Opened 14 years ago
Last modified 10 years ago
#1628 new defect
Subscripting jagged arrays give errors
| Reported by: | Martin Sjölund | Owned by: | Martin Sjölund |
|---|---|---|---|
| Priority: | high | Milestone: | Future |
| Component: | Version: | ||
| Keywords: | Cc: | Martin Sjölund, Per Östlund |
Description
OpenModelica thinks n[2].r has dimension 3. Works in Dymola:
model N
parameter Integer n;
Real r[n];
end N;
model M
N[2] n(n = {3,4});
equation
n[1].r = {1,2,3};
n[2].r = {4,5,6,7};
end M;
Also try to fix:
model M
N[2] n(n = {3,4});
equation
n[:].r = {{1,2,3},{4,5,6}};
end M;
(It succeeds but should not!)

(Point annotation dataset records)
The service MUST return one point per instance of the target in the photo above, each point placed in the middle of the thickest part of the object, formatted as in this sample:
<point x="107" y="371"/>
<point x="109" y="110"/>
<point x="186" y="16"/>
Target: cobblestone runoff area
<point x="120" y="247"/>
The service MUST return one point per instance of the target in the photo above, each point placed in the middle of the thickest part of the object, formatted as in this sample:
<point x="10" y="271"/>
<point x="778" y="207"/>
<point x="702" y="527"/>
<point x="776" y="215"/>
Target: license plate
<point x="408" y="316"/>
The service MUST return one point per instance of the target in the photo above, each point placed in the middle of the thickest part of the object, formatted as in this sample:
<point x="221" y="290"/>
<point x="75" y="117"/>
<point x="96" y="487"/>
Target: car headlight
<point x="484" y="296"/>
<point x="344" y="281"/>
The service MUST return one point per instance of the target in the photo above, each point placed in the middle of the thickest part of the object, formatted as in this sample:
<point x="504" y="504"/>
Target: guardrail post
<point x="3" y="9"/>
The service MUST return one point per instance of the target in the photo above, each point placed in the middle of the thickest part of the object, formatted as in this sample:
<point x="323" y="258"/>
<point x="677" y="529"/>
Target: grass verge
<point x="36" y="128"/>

==

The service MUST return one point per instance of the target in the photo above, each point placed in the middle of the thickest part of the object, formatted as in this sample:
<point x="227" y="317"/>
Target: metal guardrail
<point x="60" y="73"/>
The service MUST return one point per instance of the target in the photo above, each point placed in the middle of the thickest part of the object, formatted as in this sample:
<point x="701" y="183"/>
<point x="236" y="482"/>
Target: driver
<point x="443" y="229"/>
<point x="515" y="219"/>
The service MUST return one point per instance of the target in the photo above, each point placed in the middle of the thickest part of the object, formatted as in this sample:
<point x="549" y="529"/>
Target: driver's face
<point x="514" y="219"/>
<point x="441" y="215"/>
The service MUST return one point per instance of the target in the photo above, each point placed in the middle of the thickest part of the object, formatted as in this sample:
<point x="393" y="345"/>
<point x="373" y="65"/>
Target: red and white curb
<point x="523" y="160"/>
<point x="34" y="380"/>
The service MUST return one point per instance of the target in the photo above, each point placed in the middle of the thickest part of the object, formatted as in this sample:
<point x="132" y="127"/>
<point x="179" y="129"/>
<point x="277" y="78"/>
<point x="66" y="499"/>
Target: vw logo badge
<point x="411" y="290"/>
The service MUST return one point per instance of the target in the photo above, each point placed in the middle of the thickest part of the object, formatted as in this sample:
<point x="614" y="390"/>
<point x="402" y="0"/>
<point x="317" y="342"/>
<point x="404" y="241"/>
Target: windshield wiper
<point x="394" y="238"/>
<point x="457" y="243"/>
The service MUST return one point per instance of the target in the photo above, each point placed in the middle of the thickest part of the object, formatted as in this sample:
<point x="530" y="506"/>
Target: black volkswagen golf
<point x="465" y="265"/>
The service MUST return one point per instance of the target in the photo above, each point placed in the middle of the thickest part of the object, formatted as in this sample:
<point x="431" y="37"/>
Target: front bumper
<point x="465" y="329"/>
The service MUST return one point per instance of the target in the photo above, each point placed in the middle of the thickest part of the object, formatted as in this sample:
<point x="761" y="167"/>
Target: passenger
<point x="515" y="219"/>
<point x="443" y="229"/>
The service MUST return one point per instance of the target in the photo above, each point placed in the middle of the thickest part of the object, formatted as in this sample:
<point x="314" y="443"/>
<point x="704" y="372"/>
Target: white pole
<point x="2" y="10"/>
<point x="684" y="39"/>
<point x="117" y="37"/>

## GOALS
A - Reproduce the full bug report on subscripting jagged arrays, without any changes.
B - How many lines of the records contain the string "guardrail"? Reply with the number alone.

## LIST OF SOLUTIONS
A -
Opened 14 years ago
Last modified 10 years ago
#1628 new defect
Subscripting jagged arrays give errors
| Reported by: | Martin Sjölund | Owned by: | Martin Sjölund |
|---|---|---|---|
| Priority: | high | Milestone: | Future |
| Component: | Version: | ||
| Keywords: | Cc: | Martin Sjölund, Per Östlund |
Description
OpenModelica thinks n[2].r has dimension 3. Works in Dymola:
model N
parameter Integer n;
Real r[n];
end N;
model M
N[2] n(n = {3,4});
equation
n[1].r = {1,2,3};
n[2].r = {4,5,6,7};
end M;
Also try to fix:
model M
N[2] n(n = {3,4});
equation
n[:].r = {{1,2,3},{4,5,6}};
end M;
(It succeeds but should not!)

B - 2